実施する作業:
**a.** 下の映画紹介の文章について、次の問いに答えよ。
(i) 船越英二が股引とガーター付き靴下という出で立ちで登場するシーンは何回あるか。
(ii) 本作に登場する歌手は何人で、それは誰か。
(iii) 神楽坂はん子は「芸者ワルツ」の何番を歌っているか。
**b.** 下の映画紹介の文章を、最後の文「「芸者ワルツ」の1番・2番・4番を歌っています。」の後から書き継げ。

抜粋:
# # # #
平野(船越英二)が履いている、ガーター付き靴下。
ソックスガーター自体は今でも普通に売っていますが、最近のソックスガーターよりも、本作に登場するガーターの方がカッコイイです。

船越英二が股引(ももひき)&ガーター付き靴下という出で立ちで登場するシーンが2回あるのですが、これがなんというか、まるで競馬の騎手のようで、やたらオシャレなんです。
股引と靴下の組み合わせがこんなに格好良いと思ったのは初めて!
船越英二がスタイルよくてカッコイイからというのもあるかもしれませんが、メンズのファッションの良いお手本になりそうですね(人前で見せられる格好ではありませんが…笑)。

股引と靴下(&ガーター)だけでこんなにオシャレに魅せる男なんて、船越英二くらいかもしれません。

 

熱狂!歌唱シーン♪

本作には、久保幸江・神楽坂はん子・高倉敏と、歌手が3人登場します。

まず一人目の神楽坂はん子は、権田(進藤英太郎)を接待するシーンで登場。
「芸者ワルツ」の1番・2番・4番を歌っています。
# # # #
提供データ:

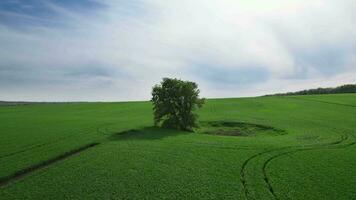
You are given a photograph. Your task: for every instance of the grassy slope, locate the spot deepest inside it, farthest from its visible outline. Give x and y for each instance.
(313, 161)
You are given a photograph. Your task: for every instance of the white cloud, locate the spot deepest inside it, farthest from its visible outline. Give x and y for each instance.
(139, 42)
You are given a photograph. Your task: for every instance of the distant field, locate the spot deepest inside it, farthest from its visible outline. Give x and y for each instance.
(303, 148)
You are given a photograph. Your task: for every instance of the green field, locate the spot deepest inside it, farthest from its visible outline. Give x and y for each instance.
(303, 148)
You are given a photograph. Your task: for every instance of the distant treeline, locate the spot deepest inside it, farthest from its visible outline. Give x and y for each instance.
(350, 88)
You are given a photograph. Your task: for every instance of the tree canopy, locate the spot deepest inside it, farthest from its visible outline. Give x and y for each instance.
(174, 103)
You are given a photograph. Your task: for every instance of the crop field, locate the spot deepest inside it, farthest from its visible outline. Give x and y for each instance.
(278, 147)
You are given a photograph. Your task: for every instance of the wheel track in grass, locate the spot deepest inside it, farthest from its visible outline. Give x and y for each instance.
(332, 146)
(321, 101)
(35, 146)
(291, 149)
(20, 174)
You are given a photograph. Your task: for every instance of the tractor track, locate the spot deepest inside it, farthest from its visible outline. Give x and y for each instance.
(292, 149)
(4, 181)
(324, 147)
(35, 146)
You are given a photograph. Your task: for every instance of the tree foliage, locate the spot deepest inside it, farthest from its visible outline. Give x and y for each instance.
(174, 102)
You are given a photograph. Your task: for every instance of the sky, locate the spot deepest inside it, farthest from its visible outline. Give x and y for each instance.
(116, 50)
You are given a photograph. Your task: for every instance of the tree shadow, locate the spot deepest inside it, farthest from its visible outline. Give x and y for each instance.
(147, 133)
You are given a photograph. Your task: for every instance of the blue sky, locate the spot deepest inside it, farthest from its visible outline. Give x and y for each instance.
(112, 50)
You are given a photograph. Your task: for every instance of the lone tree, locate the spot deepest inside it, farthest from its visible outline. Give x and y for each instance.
(174, 101)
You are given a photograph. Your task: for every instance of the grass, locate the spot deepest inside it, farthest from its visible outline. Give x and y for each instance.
(299, 147)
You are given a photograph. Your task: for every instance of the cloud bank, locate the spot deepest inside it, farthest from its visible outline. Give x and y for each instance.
(117, 50)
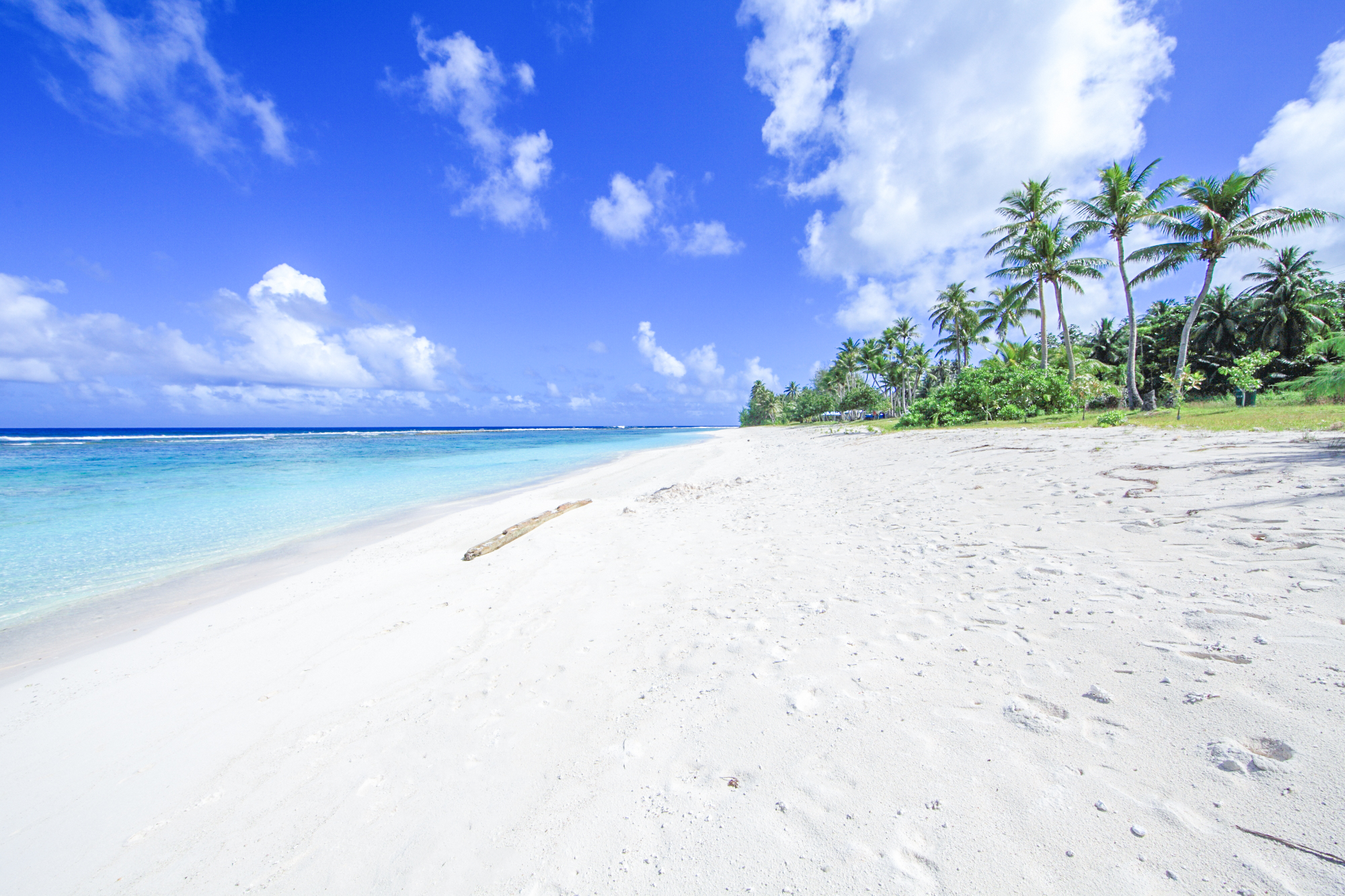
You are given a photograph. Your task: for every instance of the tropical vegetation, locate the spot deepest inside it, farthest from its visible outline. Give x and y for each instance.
(1280, 327)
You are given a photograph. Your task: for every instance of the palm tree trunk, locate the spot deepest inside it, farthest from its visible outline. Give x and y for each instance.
(1042, 300)
(1132, 389)
(1191, 322)
(1065, 330)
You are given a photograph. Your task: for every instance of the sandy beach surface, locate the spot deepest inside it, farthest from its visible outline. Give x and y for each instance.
(775, 662)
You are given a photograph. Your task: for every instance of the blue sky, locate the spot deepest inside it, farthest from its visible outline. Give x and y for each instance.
(555, 212)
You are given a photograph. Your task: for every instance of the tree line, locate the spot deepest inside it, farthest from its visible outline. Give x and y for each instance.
(1281, 318)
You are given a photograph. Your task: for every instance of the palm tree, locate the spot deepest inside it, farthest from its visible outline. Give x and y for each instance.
(1291, 318)
(1292, 268)
(1015, 354)
(957, 315)
(902, 331)
(874, 360)
(1218, 218)
(1105, 343)
(1008, 309)
(1291, 302)
(1221, 325)
(1118, 209)
(848, 364)
(1027, 209)
(1047, 255)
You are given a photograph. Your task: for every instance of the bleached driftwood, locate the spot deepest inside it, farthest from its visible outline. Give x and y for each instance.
(521, 529)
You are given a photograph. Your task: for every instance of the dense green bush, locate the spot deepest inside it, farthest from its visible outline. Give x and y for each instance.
(763, 407)
(809, 404)
(1110, 419)
(993, 393)
(864, 397)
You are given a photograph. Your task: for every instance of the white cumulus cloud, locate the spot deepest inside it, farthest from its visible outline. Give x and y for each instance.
(633, 208)
(657, 356)
(626, 213)
(714, 385)
(465, 81)
(915, 119)
(282, 337)
(1307, 145)
(154, 72)
(701, 239)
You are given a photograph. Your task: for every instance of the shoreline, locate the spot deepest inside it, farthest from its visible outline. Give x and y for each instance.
(85, 624)
(937, 661)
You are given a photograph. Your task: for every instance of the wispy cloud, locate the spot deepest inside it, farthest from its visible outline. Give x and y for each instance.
(465, 81)
(282, 337)
(1307, 143)
(714, 384)
(701, 239)
(571, 21)
(911, 122)
(634, 208)
(155, 73)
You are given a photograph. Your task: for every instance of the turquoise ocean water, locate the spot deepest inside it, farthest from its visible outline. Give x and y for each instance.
(89, 512)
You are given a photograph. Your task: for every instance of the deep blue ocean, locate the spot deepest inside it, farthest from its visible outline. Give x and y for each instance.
(89, 512)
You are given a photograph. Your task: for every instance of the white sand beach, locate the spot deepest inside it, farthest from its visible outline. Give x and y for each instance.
(926, 662)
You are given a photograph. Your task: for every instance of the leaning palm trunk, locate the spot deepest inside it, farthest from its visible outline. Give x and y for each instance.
(1191, 322)
(1065, 330)
(1132, 388)
(1042, 300)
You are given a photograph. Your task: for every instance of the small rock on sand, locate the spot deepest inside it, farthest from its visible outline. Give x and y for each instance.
(1098, 693)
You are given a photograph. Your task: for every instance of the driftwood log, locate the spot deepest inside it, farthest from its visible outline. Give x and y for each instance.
(521, 529)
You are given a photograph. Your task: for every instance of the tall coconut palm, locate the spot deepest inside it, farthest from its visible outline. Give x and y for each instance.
(1007, 310)
(1120, 208)
(1015, 354)
(1221, 325)
(956, 314)
(1024, 210)
(874, 360)
(1289, 318)
(848, 361)
(1218, 217)
(1291, 267)
(902, 331)
(1105, 343)
(1047, 255)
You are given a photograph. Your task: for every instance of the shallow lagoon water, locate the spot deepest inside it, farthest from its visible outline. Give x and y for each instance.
(89, 512)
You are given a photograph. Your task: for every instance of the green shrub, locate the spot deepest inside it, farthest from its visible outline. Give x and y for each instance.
(809, 403)
(864, 397)
(1110, 419)
(992, 393)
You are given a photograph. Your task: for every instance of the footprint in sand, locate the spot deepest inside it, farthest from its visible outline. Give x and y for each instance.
(1035, 713)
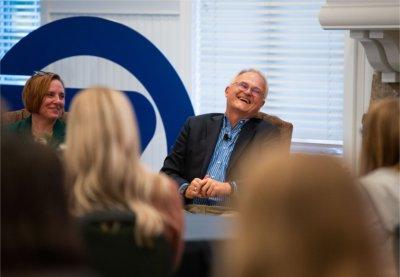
# # # #
作業ごとの回答:
**a.**
(i) 2回。
(ii) 3人。久保幸江、神楽坂はん子、高倉敏。
(iii) 1番、2番、4番。

**b.**
そして二組目は、久保幸江&高倉敏。
久保幸江は、平野(船越英二)の妻・きぬ子役で出演しているのですが、キャバレーのアルバイトを始めたという設定で、キャバレーのステージに立って歌うシーンがあります。
まずは、高倉敏と一緒に登場し、「こんな心持ち察してね」を歌います。
このシーン、特に高倉敏の振りと表情がすっごくイイ!
こりゃあ、高倉敏ファンの人は必見ですね。

また別のシーンでは、同じくキャバレーのステージで、久保幸江が「そんなのないわよ」を歌っています。

 

キラリ☆出演者ピックアップ

高倉敏

「熱狂!歌唱シーン♪」の項でも書きましたが、高倉敏は、きぬ子役の久保幸江と一緒にキャバレーのステージで歌っています。

高倉敏は若くして亡くなってしまったので、映像はあまり残っていないんじゃないかと思うのですが、映画には何本か出演しているので、こうして見られるのはありがたいです。

動いている高倉敏を初めて見たのですが、こんなに表情豊かに歌う人だったんだ!と、ちょっと感動。
こういうのは、レコード聴いているだけでは、わかりませんからね。
実際に目で見てわかる、歌い手の新たな魅力発見!
見ていて実に楽しいショウでした。
こういう楽しみがあるから、昔の映画を見るのってたまらないんですよね!

 

 

【映画レビュー】きっと、幸せだった頃を思い出す。

三田隆&三條美紀夫妻と、船越英二&久保幸江夫妻。
二組の新婚ホヤホヤ夫婦の悲喜こもごもをコメディタッチで描いた本作。

新婚でラブラブだったのが、社長から命じられた謎の残業(実は接待)が原因で、夫婦仲に暗雲が立ちこめます…。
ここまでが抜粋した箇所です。